• WRITTEN EXERCISE: Return each line of the entries below verbatim, omitting the pictures.

--- Start of RECORDS FOR THIS EXERCISE ---

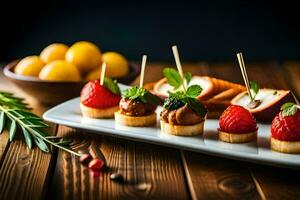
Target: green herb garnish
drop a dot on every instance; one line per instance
(141, 94)
(180, 98)
(174, 78)
(112, 85)
(15, 114)
(254, 86)
(289, 109)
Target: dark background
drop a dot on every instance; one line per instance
(206, 30)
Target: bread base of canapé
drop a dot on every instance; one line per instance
(285, 146)
(126, 120)
(98, 113)
(237, 137)
(182, 130)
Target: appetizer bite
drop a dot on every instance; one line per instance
(137, 106)
(100, 99)
(237, 125)
(267, 102)
(285, 129)
(183, 113)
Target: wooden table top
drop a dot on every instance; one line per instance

--- End of RECORDS FOR THIS EXERCISE ---

• TASK SOLUTION:
Target: green herb garnish
drop a dot on every instance; one line per instance
(141, 94)
(180, 98)
(174, 78)
(112, 85)
(15, 114)
(254, 86)
(289, 109)
Target: dark background
drop a dot on every instance; one line per instance
(206, 30)
Target: bread base of canapé
drop a dot on every instance; one line per instance
(285, 146)
(126, 120)
(98, 113)
(237, 137)
(182, 130)
Target: appetizer bite
drop a dot on every instance; one line per instance
(137, 106)
(100, 99)
(237, 125)
(267, 102)
(285, 129)
(183, 113)
Target: wooden table top
drop a dot on every instance; one line per instance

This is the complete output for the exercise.